### GIVEN INSTRUCTION
Render all of the data below as a Markdown table with two columns, No. and Line, giving each nonblank line its own numbered row. Leave the pictures out of the table.
## BEGIN EXERCISE MATERIALS
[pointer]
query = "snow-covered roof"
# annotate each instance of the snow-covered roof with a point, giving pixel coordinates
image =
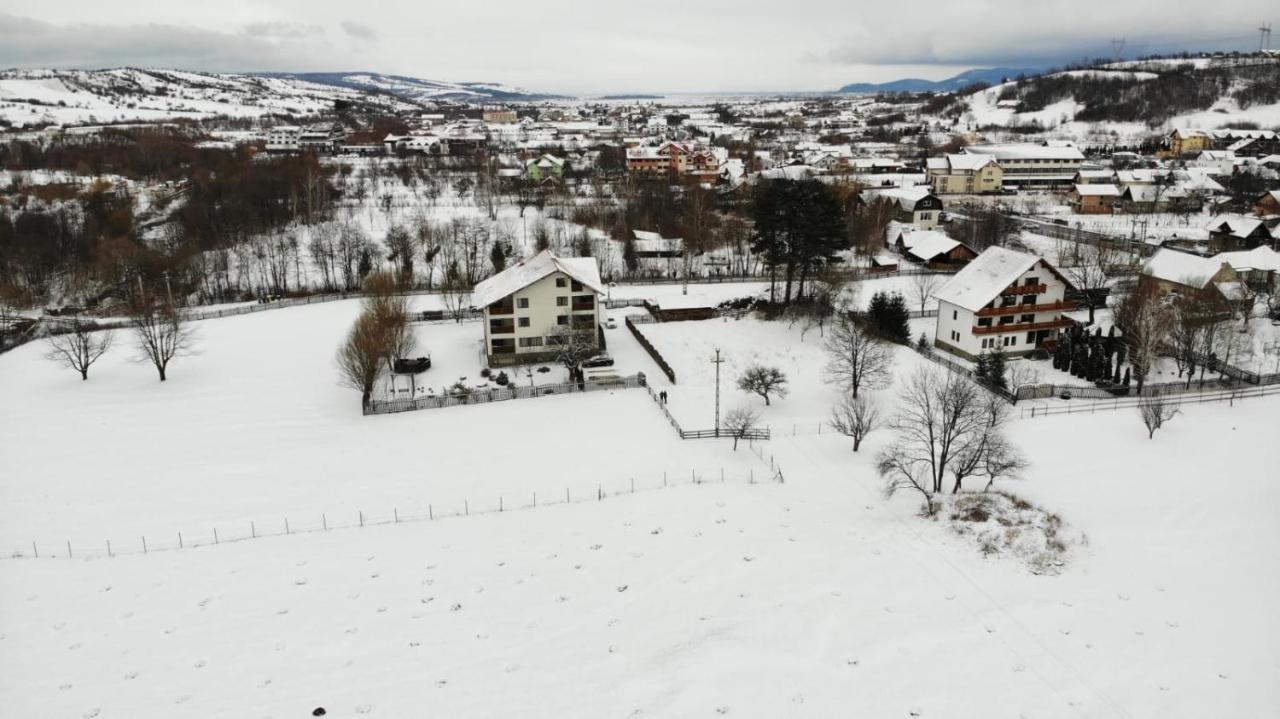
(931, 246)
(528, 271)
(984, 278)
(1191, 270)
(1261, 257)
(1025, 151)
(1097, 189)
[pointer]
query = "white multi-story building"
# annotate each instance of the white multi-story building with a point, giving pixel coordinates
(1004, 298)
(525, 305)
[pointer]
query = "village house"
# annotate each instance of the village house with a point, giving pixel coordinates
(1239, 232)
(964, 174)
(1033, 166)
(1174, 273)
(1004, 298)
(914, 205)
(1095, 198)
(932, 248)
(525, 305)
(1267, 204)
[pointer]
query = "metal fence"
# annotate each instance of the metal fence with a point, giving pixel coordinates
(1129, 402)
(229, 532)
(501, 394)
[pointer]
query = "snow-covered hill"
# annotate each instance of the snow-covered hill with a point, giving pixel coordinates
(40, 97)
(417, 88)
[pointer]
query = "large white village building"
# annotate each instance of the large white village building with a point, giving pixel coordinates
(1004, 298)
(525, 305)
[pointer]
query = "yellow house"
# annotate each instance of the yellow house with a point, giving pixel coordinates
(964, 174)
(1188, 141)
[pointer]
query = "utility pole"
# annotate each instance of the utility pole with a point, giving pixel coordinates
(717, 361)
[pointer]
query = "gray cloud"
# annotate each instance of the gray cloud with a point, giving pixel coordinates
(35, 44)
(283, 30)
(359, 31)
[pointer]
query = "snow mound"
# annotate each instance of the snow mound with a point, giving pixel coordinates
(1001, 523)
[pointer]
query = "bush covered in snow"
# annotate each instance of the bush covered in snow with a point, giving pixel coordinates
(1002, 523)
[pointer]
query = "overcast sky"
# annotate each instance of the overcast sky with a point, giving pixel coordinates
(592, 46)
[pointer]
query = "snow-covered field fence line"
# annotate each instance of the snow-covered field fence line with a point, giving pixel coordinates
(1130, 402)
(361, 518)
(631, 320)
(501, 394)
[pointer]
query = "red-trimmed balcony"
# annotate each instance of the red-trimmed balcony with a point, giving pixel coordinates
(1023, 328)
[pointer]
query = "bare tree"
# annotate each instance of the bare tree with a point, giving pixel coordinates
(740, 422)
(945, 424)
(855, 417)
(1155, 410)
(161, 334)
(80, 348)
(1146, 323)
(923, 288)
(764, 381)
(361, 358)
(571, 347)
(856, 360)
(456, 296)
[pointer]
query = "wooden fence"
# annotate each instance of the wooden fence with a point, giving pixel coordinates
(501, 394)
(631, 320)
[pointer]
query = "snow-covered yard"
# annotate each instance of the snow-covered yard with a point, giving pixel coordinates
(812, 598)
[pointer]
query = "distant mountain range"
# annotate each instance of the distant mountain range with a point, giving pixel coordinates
## END EXERCISE MATERIALS
### THE SOLUTION
| No. | Line |
|---|---|
| 1 | [pointer] |
| 2 | query = "snow-covered roof" |
| 3 | # annotate each instance of the snow-covered roof with a point, giving pixel coordinates |
| 4 | image = |
| 5 | (931, 246) |
| 6 | (528, 271) |
| 7 | (984, 278) |
| 8 | (1191, 270) |
| 9 | (1261, 257) |
| 10 | (1025, 151) |
| 11 | (1097, 189) |
| 12 | [pointer] |
| 13 | query = "white multi-story building" |
| 14 | # annotate each instance of the white multi-story building with a point, giving pixel coordinates |
| 15 | (1004, 298) |
| 16 | (525, 305) |
| 17 | [pointer] |
| 18 | query = "village house" |
| 19 | # annotate each instance of the village house with a point, giving pixel coordinates |
| 20 | (1239, 232) |
| 21 | (964, 174) |
| 22 | (1033, 166) |
| 23 | (1174, 273) |
| 24 | (1004, 298) |
| 25 | (914, 205) |
| 26 | (1095, 198) |
| 27 | (932, 248) |
| 28 | (525, 305) |
| 29 | (1267, 204) |
| 30 | [pointer] |
| 31 | query = "metal fence" |
| 32 | # annotate each instance of the metal fence with a point, giving pixel coordinates |
| 33 | (1129, 402) |
| 34 | (229, 532) |
| 35 | (501, 394) |
| 36 | [pointer] |
| 37 | query = "snow-covered hill" |
| 38 | # annotate each instance of the snow-covered hill with a point, giving pixel coordinates |
| 39 | (40, 97) |
| 40 | (417, 88) |
| 41 | [pointer] |
| 42 | query = "large white village building" |
| 43 | # annotate each instance of the large white village building with a point, giving pixel coordinates |
| 44 | (1004, 298) |
| 45 | (525, 305) |
| 46 | [pointer] |
| 47 | query = "yellow house" |
| 48 | # annotate each instance of the yellow house with a point, giving pixel coordinates |
| 49 | (964, 174) |
| 50 | (1188, 141) |
| 51 | [pointer] |
| 52 | query = "utility pole" |
| 53 | # annotate each instance of the utility pole with a point, giving pixel coordinates |
| 54 | (717, 361) |
| 55 | [pointer] |
| 56 | query = "gray cloud" |
| 57 | # annotate each instance of the gray cloud with a point, giving pixel coordinates |
| 58 | (35, 44) |
| 59 | (283, 30) |
| 60 | (359, 31) |
| 61 | [pointer] |
| 62 | query = "snow mound" |
| 63 | # annotate each instance of the snow mound with a point, giving pixel coordinates |
| 64 | (1001, 523) |
| 65 | [pointer] |
| 66 | query = "bush covered in snow" |
| 67 | # annotate each instance of the bush covered in snow with a point, giving pixel coordinates |
| 68 | (1002, 523) |
| 69 | [pointer] |
| 70 | query = "overcast sky" |
| 71 | # annotate each instance of the overcast sky with a point, giving pixel coordinates |
| 72 | (592, 46) |
| 73 | [pointer] |
| 74 | query = "snow-covered field fence line" |
| 75 | # annotate each instance of the snow-covered field fence line with a point, giving pixel coordinates |
| 76 | (1130, 402) |
| 77 | (361, 518) |
| 78 | (631, 320) |
| 79 | (501, 394) |
| 80 | [pointer] |
| 81 | query = "red-trimmed balcony" |
| 82 | # annotate each instance of the red-trimmed balcony with a point, giving pixel coordinates |
| 83 | (1023, 328) |
| 84 | [pointer] |
| 85 | query = "bare tree" |
| 86 | # annotate each instance of the bare tree with a point, giving pixel coordinates |
| 87 | (740, 422) |
| 88 | (945, 424) |
| 89 | (855, 417) |
| 90 | (1155, 410) |
| 91 | (161, 334) |
| 92 | (80, 348) |
| 93 | (1146, 323) |
| 94 | (923, 288) |
| 95 | (764, 381) |
| 96 | (361, 358) |
| 97 | (571, 347) |
| 98 | (856, 360) |
| 99 | (456, 296) |
| 100 | [pointer] |
| 101 | query = "wooden fence" |
| 102 | # annotate each instance of the wooden fence with a point, giving pixel coordinates |
| 103 | (501, 394) |
| 104 | (631, 320) |
| 105 | [pointer] |
| 106 | query = "snow-covered yard" |
| 107 | # annotate each instance of the snow-covered yard with a point, giving pixel coordinates |
| 108 | (812, 598) |
| 109 | [pointer] |
| 110 | query = "distant mountain range" |
| 111 | # annotate each instance of the distant mountain range with a point, giving pixel coordinates |